• _Instructions to follow_
Find every line of the records that has "thing" and return it.

• _Dataset entries_

----

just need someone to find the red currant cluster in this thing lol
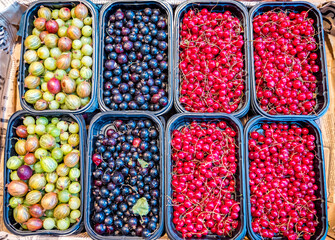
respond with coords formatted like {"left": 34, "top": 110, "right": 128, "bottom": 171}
{"left": 179, "top": 8, "right": 245, "bottom": 113}
{"left": 253, "top": 11, "right": 319, "bottom": 115}
{"left": 248, "top": 123, "right": 319, "bottom": 240}
{"left": 171, "top": 121, "right": 240, "bottom": 238}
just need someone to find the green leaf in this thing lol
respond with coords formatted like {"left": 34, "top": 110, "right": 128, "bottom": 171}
{"left": 132, "top": 197, "right": 149, "bottom": 216}
{"left": 138, "top": 159, "right": 148, "bottom": 168}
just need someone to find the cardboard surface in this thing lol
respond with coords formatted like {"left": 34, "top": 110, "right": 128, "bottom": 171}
{"left": 0, "top": 0, "right": 335, "bottom": 239}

----

• _Expected output_
just need someone to find the red currant cluster in this thing lol
just need someone to find the green leaf in this thing lol
just need someone to find the cardboard surface in this thing lol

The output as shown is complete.